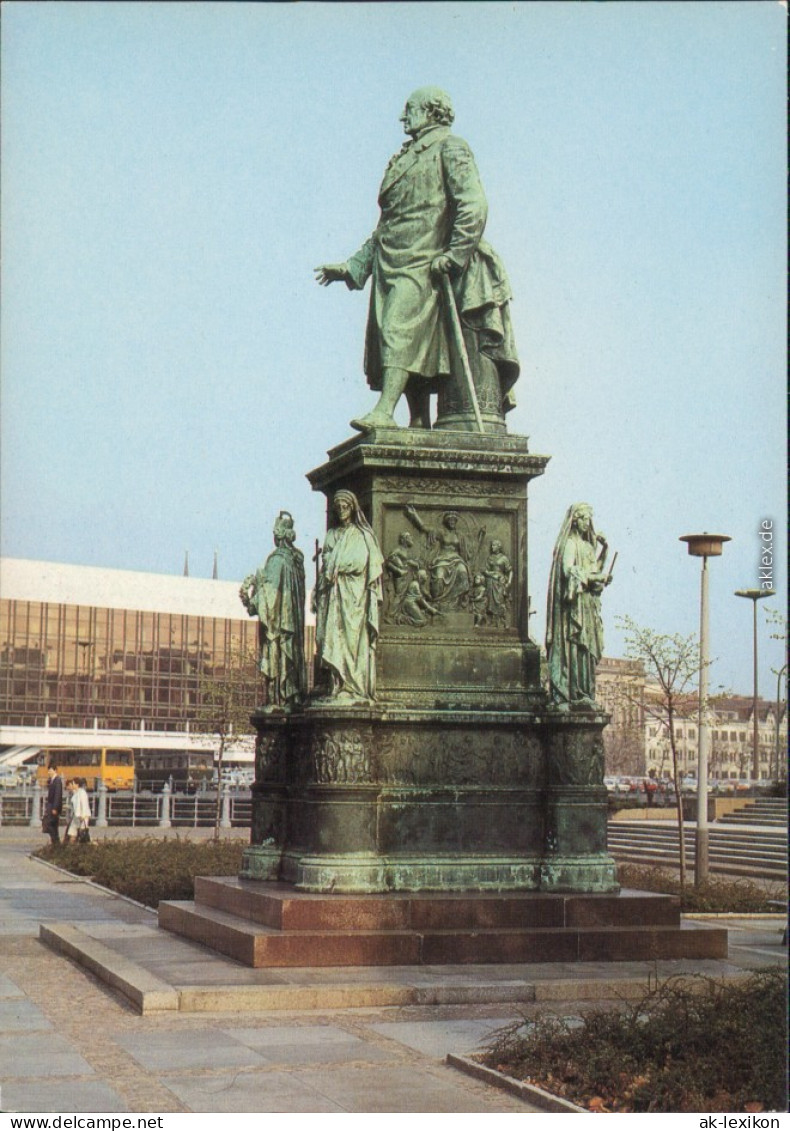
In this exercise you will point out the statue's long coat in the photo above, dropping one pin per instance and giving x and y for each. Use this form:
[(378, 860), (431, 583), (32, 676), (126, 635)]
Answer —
[(432, 204)]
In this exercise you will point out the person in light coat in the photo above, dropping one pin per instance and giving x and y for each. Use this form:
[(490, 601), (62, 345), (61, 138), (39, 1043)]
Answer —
[(79, 806)]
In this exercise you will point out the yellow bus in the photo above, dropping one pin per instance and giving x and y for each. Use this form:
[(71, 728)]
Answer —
[(112, 765)]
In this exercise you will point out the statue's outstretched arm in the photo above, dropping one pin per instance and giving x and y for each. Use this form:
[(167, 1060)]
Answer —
[(469, 199)]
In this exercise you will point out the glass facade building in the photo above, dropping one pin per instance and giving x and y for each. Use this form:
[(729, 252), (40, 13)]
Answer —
[(82, 647)]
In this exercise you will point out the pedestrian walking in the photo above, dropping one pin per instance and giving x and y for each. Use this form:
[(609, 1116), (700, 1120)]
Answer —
[(53, 805), (79, 812)]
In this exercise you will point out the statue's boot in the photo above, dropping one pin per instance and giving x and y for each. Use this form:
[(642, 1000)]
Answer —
[(393, 383), (374, 420)]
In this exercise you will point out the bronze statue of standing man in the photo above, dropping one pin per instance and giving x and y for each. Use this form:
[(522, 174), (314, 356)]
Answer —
[(574, 631), (432, 219)]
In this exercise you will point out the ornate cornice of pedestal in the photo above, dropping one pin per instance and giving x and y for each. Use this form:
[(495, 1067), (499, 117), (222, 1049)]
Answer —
[(417, 450)]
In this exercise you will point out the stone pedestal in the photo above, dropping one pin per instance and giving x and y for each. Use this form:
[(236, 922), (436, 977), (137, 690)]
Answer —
[(460, 818), (458, 777)]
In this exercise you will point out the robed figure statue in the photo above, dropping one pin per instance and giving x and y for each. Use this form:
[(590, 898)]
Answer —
[(431, 225), (346, 603), (275, 594), (574, 633)]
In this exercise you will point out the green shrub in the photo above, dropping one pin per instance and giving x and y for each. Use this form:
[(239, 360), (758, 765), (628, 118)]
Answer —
[(738, 896), (148, 869), (704, 1046)]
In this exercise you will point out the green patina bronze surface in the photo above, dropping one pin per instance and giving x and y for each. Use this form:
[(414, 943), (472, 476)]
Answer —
[(454, 773), (574, 635), (430, 758), (432, 218), (275, 594)]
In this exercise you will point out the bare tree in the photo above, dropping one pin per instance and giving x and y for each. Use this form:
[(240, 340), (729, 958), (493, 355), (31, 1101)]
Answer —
[(226, 697), (672, 665)]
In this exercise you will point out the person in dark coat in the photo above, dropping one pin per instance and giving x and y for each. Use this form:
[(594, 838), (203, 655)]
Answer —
[(53, 805)]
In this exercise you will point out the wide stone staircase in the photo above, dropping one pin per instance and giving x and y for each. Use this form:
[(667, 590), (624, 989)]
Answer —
[(753, 846), (769, 811)]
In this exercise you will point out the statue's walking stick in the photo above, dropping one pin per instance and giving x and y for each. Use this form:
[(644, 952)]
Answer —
[(461, 346)]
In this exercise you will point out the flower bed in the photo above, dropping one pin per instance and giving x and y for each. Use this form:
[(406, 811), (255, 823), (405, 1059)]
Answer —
[(704, 1046), (148, 869)]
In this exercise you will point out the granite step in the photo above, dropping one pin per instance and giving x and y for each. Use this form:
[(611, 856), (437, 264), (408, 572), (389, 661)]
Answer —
[(604, 935), (280, 906)]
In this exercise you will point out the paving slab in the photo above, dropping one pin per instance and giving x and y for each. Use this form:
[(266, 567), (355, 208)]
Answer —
[(41, 1055), (249, 1091), (8, 989), (22, 1016), (204, 1049), (61, 1096), (301, 1045), (437, 1038)]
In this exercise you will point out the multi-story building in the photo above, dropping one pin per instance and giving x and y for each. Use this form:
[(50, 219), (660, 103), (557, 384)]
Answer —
[(731, 740), (620, 688), (112, 653)]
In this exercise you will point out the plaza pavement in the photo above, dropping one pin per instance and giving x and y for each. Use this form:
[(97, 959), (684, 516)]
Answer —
[(71, 1044)]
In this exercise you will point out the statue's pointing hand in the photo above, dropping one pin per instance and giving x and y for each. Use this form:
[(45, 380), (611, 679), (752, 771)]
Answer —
[(331, 273)]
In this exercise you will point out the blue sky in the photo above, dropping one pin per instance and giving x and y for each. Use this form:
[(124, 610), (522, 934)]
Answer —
[(173, 172)]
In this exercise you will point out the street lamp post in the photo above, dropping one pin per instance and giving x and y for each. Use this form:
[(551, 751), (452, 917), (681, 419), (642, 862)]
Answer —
[(703, 545), (754, 596), (778, 748)]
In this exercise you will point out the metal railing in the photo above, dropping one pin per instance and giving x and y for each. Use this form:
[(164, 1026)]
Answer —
[(168, 809)]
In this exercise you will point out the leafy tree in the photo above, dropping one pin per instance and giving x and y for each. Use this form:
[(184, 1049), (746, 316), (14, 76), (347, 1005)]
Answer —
[(672, 665)]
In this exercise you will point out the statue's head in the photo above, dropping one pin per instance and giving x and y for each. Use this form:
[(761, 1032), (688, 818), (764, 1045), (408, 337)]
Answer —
[(582, 517), (283, 527), (427, 106), (345, 507)]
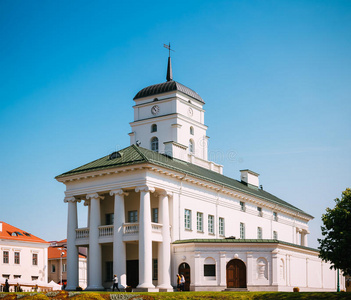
_ _ _ _ _
- TO DO
Reproduce every line of the data from the line containing "In this exercise you will point out the glass" through the line containing "[(738, 896), (148, 869), (704, 1046)]", multiplying each coordinate in the answers by 2.5 and rounding to whole numbers, with halves rounded up. Leave all other numbers unchanged, and include nothing outside that part.

- ANSWER TO THE EXERCISE
In this exercise you will point out the glass facade building in the photo above, dropping one pin per instance and giving x and y for each. Use this form:
[(729, 252), (40, 13)]
Answer —
[(205, 1618)]
In this exercise you will point out the pedestrian walking in the photo above, dropping one pin per instance and giving x and y for each. Use this form:
[(609, 1116), (700, 1120)]
Answer —
[(133, 2013), (198, 2030)]
In this exercise you will point out the statue's boot in the photo above, dropping one pin per instance and giving x and y for each. Use this form:
[(642, 1000)]
Answer —
[(983, 958), (935, 1050)]
In this exercise you will point out the bronze statue of standing man in the photo above, dropping one pin per instance and giving x and y for each. Use this form:
[(522, 174), (314, 356)]
Answer —
[(1435, 1578), (1080, 548)]
In this exercise you will point out the ornate cornice of pedestal in the photo above, dropping one pin per instance and giving x and y for each. Use this form:
[(495, 1067), (499, 117), (222, 1049)]
Answer —
[(1043, 1125)]
In this exercise you will point out the stone pedestal in the photo above, dropping one pin per instance and giving x and y for each. Use this form:
[(236, 922), (436, 977), (137, 690)]
Answer —
[(1150, 2045), (1145, 1943)]
In this exercise you will point out the robed figure statue in the photo above, dropping one pin per instance and giving x and y for each. Use this form:
[(590, 898)]
Answer —
[(1078, 563), (865, 1508), (688, 1485), (1435, 1583)]
In this exercise you will point out the green shrub in the photo above, dropping one pin per instance and giving x and y for each. Use this form:
[(239, 360), (758, 765), (628, 118)]
Answer —
[(1845, 2240), (370, 2173), (1760, 2615)]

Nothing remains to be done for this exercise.